#### Required work:
Pull out every line of the data below that contains the string "foliage".

## START Extracted material

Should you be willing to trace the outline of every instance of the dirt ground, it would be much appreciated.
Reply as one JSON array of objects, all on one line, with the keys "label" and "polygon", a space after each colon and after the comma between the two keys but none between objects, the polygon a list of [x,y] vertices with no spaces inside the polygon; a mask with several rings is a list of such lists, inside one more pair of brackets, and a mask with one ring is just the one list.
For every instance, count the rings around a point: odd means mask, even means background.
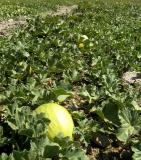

## END Extracted material
## START Extracted material

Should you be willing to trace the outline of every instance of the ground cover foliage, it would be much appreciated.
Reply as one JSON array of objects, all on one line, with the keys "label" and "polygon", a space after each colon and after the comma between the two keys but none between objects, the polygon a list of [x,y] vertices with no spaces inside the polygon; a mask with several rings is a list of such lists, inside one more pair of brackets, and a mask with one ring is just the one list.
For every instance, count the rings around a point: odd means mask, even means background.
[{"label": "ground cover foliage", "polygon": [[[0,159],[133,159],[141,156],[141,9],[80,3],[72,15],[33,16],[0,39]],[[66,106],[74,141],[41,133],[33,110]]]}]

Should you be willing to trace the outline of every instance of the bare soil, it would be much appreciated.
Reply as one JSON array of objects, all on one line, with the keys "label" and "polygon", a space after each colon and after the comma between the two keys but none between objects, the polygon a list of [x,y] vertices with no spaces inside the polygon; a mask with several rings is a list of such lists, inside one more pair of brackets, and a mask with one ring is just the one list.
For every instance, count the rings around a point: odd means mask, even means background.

## END Extracted material
## START Extracted material

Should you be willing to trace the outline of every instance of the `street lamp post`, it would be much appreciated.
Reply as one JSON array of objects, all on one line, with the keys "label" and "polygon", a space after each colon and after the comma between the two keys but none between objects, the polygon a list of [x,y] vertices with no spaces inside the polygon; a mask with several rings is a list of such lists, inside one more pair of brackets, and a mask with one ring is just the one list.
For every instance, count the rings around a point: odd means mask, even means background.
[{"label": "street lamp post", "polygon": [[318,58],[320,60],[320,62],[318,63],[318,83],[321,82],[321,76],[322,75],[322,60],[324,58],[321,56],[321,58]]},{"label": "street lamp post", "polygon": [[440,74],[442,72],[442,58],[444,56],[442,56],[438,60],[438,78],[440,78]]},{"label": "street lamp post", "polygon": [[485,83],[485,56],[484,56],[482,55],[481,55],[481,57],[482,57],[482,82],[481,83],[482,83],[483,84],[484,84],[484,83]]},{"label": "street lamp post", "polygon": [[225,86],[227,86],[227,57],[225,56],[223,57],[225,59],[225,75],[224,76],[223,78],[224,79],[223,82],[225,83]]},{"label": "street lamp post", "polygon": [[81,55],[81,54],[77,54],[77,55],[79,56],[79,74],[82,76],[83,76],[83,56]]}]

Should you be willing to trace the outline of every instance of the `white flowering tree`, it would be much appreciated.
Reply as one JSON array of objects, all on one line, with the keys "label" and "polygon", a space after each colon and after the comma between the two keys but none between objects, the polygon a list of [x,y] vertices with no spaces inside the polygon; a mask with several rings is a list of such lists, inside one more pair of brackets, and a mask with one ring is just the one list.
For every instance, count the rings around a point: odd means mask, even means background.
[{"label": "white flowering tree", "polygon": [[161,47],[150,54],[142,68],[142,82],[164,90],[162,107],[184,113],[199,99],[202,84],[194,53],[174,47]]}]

## END Extracted material

#### Problem solution:
Should you be willing to trace the outline of every instance of the ground cover foliage, it would be much appreciated.
[{"label": "ground cover foliage", "polygon": [[[0,159],[133,159],[141,156],[141,9],[80,3],[72,15],[33,16],[0,39]],[[66,106],[74,141],[41,133],[33,110]]]}]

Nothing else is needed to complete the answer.